**What the task requires**
Return only the line that contains "Can you see the street" and each line after it, through the last line of the data below, copied exactly.

■ ■ ■ ■

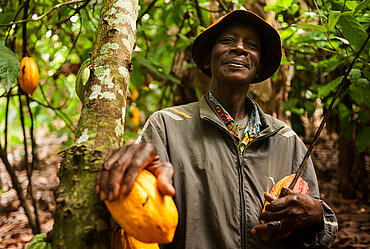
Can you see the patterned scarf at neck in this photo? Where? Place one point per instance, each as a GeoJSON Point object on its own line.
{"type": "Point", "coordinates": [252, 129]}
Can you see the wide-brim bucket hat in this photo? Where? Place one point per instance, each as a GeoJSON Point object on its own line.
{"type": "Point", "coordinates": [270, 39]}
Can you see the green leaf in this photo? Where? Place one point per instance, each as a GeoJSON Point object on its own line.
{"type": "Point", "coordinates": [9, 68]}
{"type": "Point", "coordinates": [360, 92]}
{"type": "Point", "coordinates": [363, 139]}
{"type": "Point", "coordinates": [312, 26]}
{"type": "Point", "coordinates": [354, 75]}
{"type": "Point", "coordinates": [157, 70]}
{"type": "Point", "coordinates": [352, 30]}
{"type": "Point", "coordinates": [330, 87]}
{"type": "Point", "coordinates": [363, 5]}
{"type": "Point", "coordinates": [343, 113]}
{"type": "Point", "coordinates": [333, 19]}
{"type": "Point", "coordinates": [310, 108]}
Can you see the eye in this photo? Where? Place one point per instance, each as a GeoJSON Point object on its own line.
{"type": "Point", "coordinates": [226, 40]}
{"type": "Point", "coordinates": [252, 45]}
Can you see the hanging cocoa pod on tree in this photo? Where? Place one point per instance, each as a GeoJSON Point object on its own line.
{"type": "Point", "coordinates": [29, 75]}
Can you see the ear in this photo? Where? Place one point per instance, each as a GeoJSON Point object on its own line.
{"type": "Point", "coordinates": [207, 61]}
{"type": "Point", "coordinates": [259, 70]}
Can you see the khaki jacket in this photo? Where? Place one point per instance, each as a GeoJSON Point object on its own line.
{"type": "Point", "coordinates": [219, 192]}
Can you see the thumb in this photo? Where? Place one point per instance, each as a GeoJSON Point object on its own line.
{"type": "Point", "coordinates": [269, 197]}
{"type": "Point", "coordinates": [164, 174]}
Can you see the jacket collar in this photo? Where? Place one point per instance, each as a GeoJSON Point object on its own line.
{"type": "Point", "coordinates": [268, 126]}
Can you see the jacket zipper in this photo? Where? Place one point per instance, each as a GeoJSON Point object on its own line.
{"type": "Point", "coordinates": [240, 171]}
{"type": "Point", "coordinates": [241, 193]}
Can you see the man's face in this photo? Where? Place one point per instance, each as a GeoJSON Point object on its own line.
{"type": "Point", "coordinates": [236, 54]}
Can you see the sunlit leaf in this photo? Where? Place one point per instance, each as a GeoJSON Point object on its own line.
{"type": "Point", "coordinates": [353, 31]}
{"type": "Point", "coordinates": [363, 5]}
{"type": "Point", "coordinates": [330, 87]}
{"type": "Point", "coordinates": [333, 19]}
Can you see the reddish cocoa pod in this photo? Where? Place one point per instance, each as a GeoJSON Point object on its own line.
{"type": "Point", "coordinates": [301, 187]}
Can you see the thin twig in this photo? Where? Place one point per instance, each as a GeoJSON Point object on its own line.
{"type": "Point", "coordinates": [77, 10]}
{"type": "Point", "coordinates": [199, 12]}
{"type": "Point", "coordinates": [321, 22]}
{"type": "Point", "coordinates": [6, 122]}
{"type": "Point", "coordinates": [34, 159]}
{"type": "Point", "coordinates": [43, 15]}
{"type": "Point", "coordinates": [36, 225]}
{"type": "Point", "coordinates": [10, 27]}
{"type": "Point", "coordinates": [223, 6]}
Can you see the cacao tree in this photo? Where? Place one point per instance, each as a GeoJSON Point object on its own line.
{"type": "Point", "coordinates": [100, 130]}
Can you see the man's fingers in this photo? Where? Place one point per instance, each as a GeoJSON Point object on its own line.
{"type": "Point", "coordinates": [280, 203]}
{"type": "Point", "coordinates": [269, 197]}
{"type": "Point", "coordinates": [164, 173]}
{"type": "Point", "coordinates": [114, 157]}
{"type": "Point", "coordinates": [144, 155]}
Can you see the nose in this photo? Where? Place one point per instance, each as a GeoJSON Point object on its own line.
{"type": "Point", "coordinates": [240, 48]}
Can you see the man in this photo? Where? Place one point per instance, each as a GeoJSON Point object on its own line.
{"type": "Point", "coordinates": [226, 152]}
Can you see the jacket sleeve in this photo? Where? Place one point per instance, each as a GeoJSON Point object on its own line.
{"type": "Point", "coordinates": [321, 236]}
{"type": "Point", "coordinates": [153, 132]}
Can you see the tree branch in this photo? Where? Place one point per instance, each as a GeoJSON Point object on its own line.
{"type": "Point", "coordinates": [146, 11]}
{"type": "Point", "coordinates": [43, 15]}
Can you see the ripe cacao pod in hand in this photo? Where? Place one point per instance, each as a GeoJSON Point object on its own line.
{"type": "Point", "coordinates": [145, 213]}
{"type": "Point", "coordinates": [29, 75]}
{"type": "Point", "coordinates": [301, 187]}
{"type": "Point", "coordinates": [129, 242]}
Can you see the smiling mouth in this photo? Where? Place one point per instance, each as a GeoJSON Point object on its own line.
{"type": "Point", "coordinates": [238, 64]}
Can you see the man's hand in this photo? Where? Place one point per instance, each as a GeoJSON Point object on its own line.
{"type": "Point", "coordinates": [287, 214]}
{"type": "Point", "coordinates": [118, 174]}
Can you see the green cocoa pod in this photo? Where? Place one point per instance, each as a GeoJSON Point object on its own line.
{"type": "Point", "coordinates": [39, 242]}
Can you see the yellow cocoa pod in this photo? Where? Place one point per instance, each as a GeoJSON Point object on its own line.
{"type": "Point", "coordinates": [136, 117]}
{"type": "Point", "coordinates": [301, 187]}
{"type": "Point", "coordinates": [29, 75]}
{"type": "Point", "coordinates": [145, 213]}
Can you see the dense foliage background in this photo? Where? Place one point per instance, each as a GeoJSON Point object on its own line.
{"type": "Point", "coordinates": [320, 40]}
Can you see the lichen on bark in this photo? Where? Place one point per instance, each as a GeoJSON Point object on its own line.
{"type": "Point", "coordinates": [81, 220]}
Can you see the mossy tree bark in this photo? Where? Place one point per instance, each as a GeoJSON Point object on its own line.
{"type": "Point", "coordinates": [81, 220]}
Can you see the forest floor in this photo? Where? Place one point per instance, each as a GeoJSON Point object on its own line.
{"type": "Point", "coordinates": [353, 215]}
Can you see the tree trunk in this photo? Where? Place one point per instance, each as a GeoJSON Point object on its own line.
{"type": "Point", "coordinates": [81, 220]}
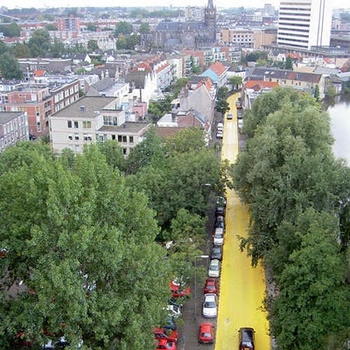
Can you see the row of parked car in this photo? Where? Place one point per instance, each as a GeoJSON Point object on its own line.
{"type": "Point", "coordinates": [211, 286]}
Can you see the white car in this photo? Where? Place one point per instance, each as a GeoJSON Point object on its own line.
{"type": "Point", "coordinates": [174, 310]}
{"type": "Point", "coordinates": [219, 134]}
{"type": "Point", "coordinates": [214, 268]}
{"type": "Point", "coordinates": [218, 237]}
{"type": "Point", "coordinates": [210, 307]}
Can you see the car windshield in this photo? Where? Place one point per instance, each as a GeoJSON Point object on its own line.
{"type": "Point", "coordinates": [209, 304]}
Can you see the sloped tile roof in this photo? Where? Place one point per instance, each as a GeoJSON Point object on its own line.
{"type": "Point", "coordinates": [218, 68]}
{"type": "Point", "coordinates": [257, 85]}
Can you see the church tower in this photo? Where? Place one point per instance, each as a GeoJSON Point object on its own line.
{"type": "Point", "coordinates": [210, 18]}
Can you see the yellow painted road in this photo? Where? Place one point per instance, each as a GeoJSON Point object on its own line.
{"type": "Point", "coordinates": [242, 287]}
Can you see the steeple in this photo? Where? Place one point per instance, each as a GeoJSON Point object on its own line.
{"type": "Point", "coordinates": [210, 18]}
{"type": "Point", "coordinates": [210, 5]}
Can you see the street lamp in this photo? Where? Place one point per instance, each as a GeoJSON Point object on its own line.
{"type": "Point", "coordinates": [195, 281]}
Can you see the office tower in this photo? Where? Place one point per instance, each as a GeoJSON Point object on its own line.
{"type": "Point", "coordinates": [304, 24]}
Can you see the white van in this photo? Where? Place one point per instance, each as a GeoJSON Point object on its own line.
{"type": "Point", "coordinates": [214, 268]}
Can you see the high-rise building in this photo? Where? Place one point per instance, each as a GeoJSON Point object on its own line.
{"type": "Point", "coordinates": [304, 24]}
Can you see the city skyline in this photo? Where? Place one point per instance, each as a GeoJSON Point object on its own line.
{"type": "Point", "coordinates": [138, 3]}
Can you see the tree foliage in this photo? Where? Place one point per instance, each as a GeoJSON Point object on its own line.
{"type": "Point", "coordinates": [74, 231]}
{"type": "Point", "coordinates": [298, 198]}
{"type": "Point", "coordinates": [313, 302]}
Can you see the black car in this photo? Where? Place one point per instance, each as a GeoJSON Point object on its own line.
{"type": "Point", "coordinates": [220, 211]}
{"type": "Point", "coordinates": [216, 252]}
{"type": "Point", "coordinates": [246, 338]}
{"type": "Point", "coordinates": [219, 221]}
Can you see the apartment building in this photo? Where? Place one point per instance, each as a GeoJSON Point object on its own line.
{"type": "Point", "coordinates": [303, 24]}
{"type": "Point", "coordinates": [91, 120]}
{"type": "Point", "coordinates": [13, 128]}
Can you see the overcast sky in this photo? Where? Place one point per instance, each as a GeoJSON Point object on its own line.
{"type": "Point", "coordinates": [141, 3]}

■ ■ ■ ■

**The reply**
Can you see the street lamp in this photo? Where? Place one point per instance, each as a GeoJSON Point object on its own line.
{"type": "Point", "coordinates": [195, 281]}
Can you see the office tower in this photo? Where? Place one point per instance, each as a GeoJSON Point object on its own line.
{"type": "Point", "coordinates": [304, 24]}
Can you see the white van in this photo? Where? Place one point per instance, each as a GeoJSON Point object on its own line.
{"type": "Point", "coordinates": [214, 268]}
Can you see the high-rise building in this photo? Where? Place one point per instance, each as a GeoJSON Point object on its own line.
{"type": "Point", "coordinates": [304, 24]}
Can you see the city skyline in this photo? Where? Place one point per instance, each as a GeoJSON Point object on its own line.
{"type": "Point", "coordinates": [138, 3]}
Can you see the tree foliage in this photo? Where? Place one point per instance, each as a GeoJSON Point object on its own line.
{"type": "Point", "coordinates": [74, 231]}
{"type": "Point", "coordinates": [298, 198]}
{"type": "Point", "coordinates": [313, 302]}
Can you see the black car in this photo? Where? Place one point per instance, each as a GeoJSON Point object on its own line.
{"type": "Point", "coordinates": [220, 211]}
{"type": "Point", "coordinates": [216, 252]}
{"type": "Point", "coordinates": [246, 338]}
{"type": "Point", "coordinates": [219, 221]}
Can you see the apartment building in this photo? Where? Place one point per instance, each as a GeoJSON Point object on its own line.
{"type": "Point", "coordinates": [303, 24]}
{"type": "Point", "coordinates": [91, 120]}
{"type": "Point", "coordinates": [13, 128]}
Can you see the overcast sky in this photo? Where? Place one point per instance, each as a GeoJSON Point object on its own line.
{"type": "Point", "coordinates": [141, 3]}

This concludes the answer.